▶ _Objective_: Copy out the rows word for word, from the very first line up to and including the line containing "0;247;562;405".

+++ Entries provided +++

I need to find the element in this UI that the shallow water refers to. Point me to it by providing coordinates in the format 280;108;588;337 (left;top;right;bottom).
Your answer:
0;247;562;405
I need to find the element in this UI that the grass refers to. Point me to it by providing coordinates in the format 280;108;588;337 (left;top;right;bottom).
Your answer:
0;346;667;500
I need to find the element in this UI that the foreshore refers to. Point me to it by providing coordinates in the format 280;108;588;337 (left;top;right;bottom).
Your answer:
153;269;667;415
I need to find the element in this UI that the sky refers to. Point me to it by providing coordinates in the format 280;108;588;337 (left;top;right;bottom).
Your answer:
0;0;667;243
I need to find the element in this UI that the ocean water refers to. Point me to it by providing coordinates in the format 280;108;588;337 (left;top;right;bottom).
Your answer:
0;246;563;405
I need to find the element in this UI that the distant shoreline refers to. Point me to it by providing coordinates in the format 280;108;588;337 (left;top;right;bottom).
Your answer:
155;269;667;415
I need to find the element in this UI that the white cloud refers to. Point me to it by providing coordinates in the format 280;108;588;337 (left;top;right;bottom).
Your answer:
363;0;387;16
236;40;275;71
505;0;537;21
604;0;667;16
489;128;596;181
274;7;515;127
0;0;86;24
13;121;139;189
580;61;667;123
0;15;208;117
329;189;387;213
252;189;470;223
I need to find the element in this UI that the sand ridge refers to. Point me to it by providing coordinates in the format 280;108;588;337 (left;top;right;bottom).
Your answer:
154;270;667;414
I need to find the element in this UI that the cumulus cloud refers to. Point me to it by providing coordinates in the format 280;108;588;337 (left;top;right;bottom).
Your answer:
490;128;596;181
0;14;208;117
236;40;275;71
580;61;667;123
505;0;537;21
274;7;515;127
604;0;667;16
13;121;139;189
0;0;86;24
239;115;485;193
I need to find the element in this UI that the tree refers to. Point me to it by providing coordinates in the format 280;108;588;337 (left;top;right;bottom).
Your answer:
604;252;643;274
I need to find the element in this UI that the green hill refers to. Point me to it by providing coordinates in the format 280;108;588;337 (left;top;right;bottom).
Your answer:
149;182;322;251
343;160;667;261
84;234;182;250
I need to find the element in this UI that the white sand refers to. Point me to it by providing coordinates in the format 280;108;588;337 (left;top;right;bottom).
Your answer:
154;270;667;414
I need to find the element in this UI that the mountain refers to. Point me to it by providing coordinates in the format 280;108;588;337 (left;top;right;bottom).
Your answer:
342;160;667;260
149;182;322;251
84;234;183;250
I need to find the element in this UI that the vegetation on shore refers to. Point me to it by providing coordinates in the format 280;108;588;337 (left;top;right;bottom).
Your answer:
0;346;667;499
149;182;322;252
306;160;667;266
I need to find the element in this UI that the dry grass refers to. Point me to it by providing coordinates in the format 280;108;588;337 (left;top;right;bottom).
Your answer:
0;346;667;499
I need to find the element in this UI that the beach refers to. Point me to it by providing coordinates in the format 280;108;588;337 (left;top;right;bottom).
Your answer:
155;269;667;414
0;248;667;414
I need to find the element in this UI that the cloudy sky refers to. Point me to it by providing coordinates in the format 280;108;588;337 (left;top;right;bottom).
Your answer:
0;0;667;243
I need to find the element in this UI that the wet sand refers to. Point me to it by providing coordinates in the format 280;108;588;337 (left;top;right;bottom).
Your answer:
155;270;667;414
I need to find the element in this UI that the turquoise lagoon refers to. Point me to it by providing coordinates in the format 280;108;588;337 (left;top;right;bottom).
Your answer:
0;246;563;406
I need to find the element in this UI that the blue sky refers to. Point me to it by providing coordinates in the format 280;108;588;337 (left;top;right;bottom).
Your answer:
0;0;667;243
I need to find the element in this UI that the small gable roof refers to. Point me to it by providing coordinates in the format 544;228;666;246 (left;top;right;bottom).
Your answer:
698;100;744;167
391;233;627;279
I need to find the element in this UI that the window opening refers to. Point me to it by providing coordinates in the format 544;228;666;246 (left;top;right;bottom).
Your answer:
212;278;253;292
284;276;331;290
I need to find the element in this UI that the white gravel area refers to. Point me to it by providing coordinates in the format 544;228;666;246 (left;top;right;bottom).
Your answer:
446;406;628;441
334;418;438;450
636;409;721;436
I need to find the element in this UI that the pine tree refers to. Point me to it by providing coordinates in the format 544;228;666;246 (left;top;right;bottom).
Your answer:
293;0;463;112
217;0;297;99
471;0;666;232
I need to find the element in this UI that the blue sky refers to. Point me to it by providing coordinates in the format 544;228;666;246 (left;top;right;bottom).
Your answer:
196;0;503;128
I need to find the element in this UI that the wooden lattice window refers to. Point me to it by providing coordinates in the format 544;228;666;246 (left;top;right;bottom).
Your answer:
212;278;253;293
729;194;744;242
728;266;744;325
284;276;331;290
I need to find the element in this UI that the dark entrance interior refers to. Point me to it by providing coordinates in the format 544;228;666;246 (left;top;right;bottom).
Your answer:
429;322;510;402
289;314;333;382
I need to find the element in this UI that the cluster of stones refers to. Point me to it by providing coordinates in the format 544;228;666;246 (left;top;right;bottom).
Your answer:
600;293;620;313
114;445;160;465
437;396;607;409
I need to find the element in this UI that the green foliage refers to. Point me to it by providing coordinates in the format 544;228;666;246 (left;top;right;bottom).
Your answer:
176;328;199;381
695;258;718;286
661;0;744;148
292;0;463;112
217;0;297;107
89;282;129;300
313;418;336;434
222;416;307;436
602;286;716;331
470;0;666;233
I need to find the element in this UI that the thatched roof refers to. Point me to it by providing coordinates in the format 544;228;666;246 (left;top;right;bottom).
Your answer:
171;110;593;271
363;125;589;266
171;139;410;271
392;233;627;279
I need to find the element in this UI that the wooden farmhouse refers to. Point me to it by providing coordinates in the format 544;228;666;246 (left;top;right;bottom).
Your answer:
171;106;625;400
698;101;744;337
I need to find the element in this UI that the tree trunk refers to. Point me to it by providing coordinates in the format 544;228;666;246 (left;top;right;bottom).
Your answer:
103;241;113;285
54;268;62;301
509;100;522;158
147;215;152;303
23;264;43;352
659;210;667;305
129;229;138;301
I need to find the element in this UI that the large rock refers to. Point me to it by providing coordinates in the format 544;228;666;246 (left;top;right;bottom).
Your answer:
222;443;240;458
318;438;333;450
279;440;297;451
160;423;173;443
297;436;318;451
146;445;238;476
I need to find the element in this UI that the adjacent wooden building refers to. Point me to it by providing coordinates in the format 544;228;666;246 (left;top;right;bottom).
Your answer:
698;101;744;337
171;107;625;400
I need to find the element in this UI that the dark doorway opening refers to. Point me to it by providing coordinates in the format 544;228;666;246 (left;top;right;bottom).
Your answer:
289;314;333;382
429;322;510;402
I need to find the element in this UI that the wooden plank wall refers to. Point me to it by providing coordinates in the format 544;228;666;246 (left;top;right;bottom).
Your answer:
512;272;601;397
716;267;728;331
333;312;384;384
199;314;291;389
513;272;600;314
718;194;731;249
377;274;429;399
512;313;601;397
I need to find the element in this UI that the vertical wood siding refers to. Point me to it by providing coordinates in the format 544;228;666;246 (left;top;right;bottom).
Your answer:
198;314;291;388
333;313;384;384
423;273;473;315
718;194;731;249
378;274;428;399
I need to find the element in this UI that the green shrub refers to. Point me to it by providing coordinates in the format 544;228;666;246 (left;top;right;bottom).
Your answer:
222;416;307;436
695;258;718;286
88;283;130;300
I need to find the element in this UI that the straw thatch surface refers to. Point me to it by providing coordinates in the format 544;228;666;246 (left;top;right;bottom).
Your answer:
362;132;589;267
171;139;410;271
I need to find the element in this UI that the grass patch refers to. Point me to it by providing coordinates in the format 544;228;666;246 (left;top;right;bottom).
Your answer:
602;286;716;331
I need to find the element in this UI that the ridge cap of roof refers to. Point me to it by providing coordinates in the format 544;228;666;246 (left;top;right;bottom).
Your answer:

+++

▶ _Solution_:
I need to find the element in this UI that the shallow water refers to. Point me to it by providing coordinates in the format 280;108;588;337 (left;top;right;bottom).
Your answer:
0;247;562;405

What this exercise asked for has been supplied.